I have a data.table that looks like this
library( data.table )
dt <- data.table( p1 = c("a", "b", "c", "d", "e", "f", "g"),
p2 = c("b", "c", "d", "a", "f", "g", "h"),
p3 = c("z", "x", NA, NA, "y", NA, "s"),
t1 = c(1, 2, 3, NA, 5, 6, 7),
t2 = c(7, 6, 5, NA, 3, 2, NA),
t3 = c(8, 3, NA, NA, 2, NA, 1) )
# p1 p2 p3 t1 t2 t3
# 1: a b z 1 7 8
# 2: b c x 2 6 3
# 3: c d <NA> 3 5 NA
# 4: d a <NA> NA NA NA
# 5: e f y 5 3 2
# 6: f g <NA> 6 2 NA
# 7: g h s 7 NA 1
It has p-columns, representing names, and t-columns, representing values.
t1 is the value corresponding to p1, t2 to p2, etc..
On each row, values of p-columns are unique (or NA). The same goes for the values in the t-columns.
What I want to do is to create three new columns:
t_min, the minimum value of all t-columns for each row (exclude NA's)
p_min, if t_min exists (is not NA), the corresponding value of the p-column... so if the t2-column has the t-min value, the corresponding value of column p2.
p_col_min, the name of the column with the value if p_min. So if the p_min value comes from colum p2, then "p2".
I prefer a data.table, since my actual data contains a lot more rows and columns. I know melting is an option, but I would like to preserve my memory with this data, so lesser memory used is better (production data contains several million rows and >200 columns).
So far I've found a way to create the t_min-column using the following:
t_cols = dt[ , .SD, .SDcols = grep( "t[1-3]", names( dt ), value = TRUE ) ]
dt[ !all( is.na( t_cols ) ),
t_min := do.call( pmin, c( .SD, list( na.rm = TRUE ) ) ),
.SDcols = names( t_cols ) ]
But I cannot wrap my head around creating the p_min and p_col_min columns. I suppose which.min() comes into play somewhere, but I cannot figure it out. Probably something simple I'm overlooking (it always seems to be.. ;-) ).
desired output
dt.desired <- data.table( p1 = c("a", "b", "c", "d", "e", "f", "g"),
p2 = c("b", "c", "d", "a", "f", "g", "h"),
p3 = c("z", "x", NA, NA, "y", NA, "s"),
t1 = c(1, 2, 3, NA, 5, 6, 7),
t2 = c(7, 6, 5, NA, 3, 2, NA),
t3 = c(8, 3, NA, NA, 2, NA, 1),
t_min = c(1,2,3,NA,2,2,1),
p_min = c("a","b","c",NA,"y","g","s"),
p_col_min = c("p1","p1","p1",NA,"p3","p2","p3") )

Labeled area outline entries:
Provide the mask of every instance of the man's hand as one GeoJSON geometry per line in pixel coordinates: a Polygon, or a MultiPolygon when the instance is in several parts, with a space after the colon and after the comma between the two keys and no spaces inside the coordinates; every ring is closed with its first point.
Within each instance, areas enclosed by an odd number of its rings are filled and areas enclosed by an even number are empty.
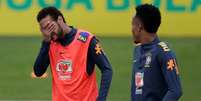
{"type": "Polygon", "coordinates": [[[58,17],[57,23],[60,26],[63,34],[69,33],[71,31],[71,29],[72,29],[63,21],[63,18],[61,16],[58,17]]]}
{"type": "Polygon", "coordinates": [[[56,29],[55,22],[47,22],[45,25],[40,27],[44,41],[50,42],[51,34],[53,33],[53,31],[55,31],[55,29],[56,29]]]}

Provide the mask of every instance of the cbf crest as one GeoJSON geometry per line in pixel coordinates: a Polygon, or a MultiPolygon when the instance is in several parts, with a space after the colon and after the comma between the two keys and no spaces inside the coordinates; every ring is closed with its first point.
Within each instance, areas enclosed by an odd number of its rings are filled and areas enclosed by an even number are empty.
{"type": "Polygon", "coordinates": [[[145,54],[145,56],[146,56],[146,60],[145,60],[145,65],[144,65],[144,67],[151,67],[150,66],[150,64],[151,64],[151,56],[152,56],[152,54],[151,53],[147,53],[147,54],[145,54]]]}
{"type": "Polygon", "coordinates": [[[60,80],[71,80],[73,72],[72,61],[62,60],[58,62],[56,65],[56,71],[60,80]]]}

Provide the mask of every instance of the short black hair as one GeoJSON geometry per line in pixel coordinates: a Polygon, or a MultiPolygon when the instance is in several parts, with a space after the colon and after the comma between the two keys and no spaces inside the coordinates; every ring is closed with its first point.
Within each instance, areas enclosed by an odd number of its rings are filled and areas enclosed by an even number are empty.
{"type": "Polygon", "coordinates": [[[57,21],[59,16],[61,16],[63,18],[63,21],[66,23],[63,14],[56,7],[53,6],[41,9],[37,15],[37,21],[40,22],[43,18],[48,15],[51,16],[55,21],[57,21]]]}
{"type": "Polygon", "coordinates": [[[161,14],[157,7],[152,4],[142,4],[136,8],[136,17],[138,17],[149,33],[156,33],[161,24],[161,14]]]}

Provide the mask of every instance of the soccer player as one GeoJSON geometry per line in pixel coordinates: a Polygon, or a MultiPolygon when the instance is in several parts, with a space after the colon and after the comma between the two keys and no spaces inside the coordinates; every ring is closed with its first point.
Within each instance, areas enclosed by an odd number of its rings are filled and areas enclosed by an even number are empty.
{"type": "Polygon", "coordinates": [[[40,77],[50,64],[53,101],[106,101],[112,67],[99,41],[88,31],[69,26],[55,7],[37,15],[43,41],[34,64],[40,77]],[[95,65],[101,71],[98,91],[95,65]]]}
{"type": "Polygon", "coordinates": [[[142,4],[132,19],[134,50],[132,101],[178,101],[182,95],[177,60],[157,30],[161,15],[157,7],[142,4]]]}

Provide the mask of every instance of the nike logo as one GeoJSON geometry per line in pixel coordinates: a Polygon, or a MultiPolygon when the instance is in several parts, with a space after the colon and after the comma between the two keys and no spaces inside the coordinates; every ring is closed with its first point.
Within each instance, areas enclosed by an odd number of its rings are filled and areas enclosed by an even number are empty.
{"type": "Polygon", "coordinates": [[[133,62],[135,63],[135,62],[137,62],[137,60],[133,60],[133,62]]]}

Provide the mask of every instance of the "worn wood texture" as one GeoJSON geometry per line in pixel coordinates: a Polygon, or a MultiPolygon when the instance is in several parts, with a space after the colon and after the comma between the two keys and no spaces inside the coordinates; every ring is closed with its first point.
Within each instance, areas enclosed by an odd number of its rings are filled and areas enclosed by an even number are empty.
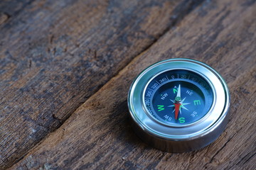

> _Do this_
Please continue the data.table question about finding row-wise minimum values from where it stops.

> _Expected output_
# p1 p2 p3 t1 t2 t3 t_min p_min p_col_min
# 1: a b z 1 7 8 1 a p1
# 2: b c x 2 6 3 2 b p1
# 3: c d <NA> 3 5 NA 3 c p1
# 4: d a <NA> NA NA NA NA <NA> <NA>
# 5: e f y 5 3 2 2 y p3
# 6: f g <NA> 6 2 NA 2 g p2
# 7: g h s 7 NA 1 1 s p3
I cannot guarantee whether this is a solution efficient enough for your working data, but this is what I would try first:
m1 <- as.matrix(dt[, grep('^t', names(dt)), with = FALSE])
m2 <- as.matrix(dt[, grep('^p', names(dt)), with = FALSE])
t_min <- apply(m1, 1, min, na.rm = TRUE)
t_min[is.infinite(t_min)] <- NA_real_
p_min_index <- rep(NA_integer_, length(t_min))
p_min_index[!is.na(t_min)] <- apply(m1[!is.na(t_min), ], 1, which.min)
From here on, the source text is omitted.